> **Excerpt provided**
━━━
The following article contains a combination of photos taken from 2012, a writing from 2012, and revisions from 2015. This original project was built from July-December 2012, photographed in December 2012, article originally published in early 2013, and then later revised in fall 2015 to reflect the second edition of this massive project. This was an ongoing creation.

UPDATE September 10th, 2015: I’ve finally rebuilt this massive model to have better design and improved electronic circuits! The video below and the immediate images in this top section are of the 2015 Mk.II revision.



The article, video, and images below are of the original Mk.I edition from 2012:

Initially conceived in the late summer of 2012, this titanic brute was been gradually worked on from July to December and finally completed towards the end of 2012. Various obstacles, such as work-related and/or financial problems halted its production, but nonetheless I managed to complete this giant controller, in both its LEGO structure as well as electrical functionality.
━━━
> **Available data**
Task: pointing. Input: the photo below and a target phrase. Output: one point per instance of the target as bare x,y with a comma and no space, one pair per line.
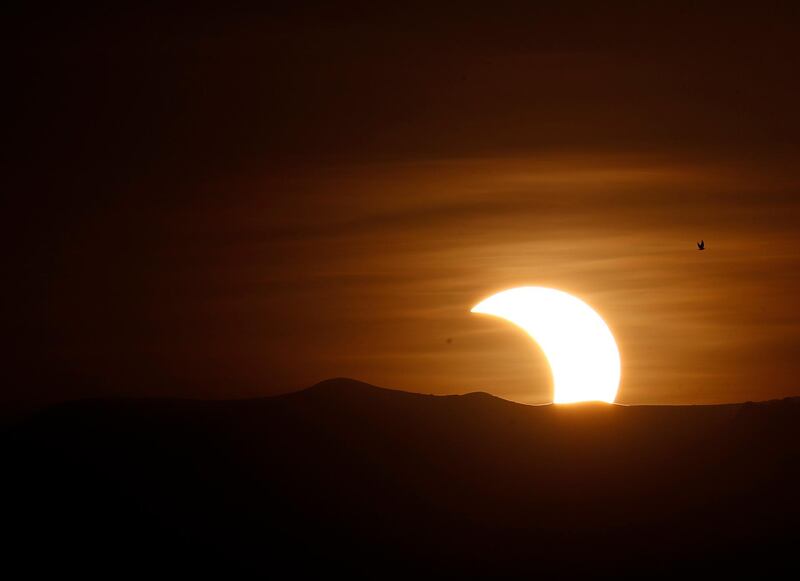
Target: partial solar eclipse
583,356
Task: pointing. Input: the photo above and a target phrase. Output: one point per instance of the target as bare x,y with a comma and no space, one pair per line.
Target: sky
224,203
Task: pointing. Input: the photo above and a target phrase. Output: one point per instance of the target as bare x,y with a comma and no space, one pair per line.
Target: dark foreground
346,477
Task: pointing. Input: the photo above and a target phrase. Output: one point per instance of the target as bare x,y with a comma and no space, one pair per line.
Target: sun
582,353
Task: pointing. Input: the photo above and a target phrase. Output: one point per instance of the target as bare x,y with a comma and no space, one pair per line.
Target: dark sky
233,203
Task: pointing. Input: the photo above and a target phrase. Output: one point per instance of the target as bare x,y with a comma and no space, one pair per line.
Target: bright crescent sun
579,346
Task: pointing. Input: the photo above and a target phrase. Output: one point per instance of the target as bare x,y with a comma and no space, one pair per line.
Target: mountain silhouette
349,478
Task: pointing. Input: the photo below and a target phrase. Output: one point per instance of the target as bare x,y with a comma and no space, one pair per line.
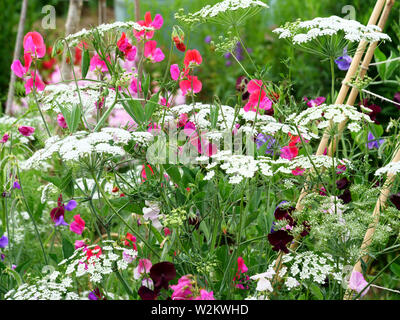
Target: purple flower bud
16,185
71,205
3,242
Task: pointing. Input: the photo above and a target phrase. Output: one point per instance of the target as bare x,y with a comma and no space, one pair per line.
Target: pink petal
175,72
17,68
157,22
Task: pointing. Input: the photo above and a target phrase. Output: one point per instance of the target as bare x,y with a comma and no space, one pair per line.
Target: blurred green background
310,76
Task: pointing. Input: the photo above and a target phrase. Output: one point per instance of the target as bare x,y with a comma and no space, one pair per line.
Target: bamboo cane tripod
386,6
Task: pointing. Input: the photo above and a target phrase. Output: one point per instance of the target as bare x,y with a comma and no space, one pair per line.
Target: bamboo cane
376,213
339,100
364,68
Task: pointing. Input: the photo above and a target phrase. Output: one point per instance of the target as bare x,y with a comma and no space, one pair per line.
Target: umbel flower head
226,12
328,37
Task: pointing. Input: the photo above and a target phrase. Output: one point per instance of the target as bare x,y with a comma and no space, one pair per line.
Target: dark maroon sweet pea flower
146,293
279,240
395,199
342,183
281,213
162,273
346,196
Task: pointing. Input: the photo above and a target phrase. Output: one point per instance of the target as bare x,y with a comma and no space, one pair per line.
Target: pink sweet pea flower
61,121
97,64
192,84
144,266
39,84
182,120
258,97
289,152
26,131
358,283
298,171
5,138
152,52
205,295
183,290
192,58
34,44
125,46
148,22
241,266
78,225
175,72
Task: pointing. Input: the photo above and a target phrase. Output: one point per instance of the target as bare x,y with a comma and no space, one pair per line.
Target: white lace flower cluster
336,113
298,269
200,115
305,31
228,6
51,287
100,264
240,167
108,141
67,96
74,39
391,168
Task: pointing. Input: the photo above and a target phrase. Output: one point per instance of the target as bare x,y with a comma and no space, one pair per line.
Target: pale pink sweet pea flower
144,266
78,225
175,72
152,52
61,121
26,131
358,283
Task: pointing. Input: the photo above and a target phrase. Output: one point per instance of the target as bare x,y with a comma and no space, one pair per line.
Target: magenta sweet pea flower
━━━
> **Required actions**
- a) Answer these questions using the LEGO controller article:
(i) In what month and year was the original project photographed?
(ii) What date is given for the update announcing the rebuilt model?
(iii) What kinds of problems halted production of the original model?
- b) List every distinct year mentioned in the LEGO controller article.
- c) Retype the LEGO controller article between "The article, video, and" and "as electrical functionality.", inclusive.

> **Task-by-task answers**
- a)
(i) December 2012
(ii) September 10th, 2015
(iii) Work-related and/or financial problems

- b) 2012, 2013, 2015

- c)
The article, video, and images below are of the original Mk.I edition from 2012:

Initially conceived in the late summer of 2012, this titanic brute was been gradually worked on from July to December and finally completed towards the end of 2012. Various obstacles, such as work-related and/or financial problems halted its production, but nonetheless I managed to complete this giant controller, in both its LEGO structure as well as electrical functionality.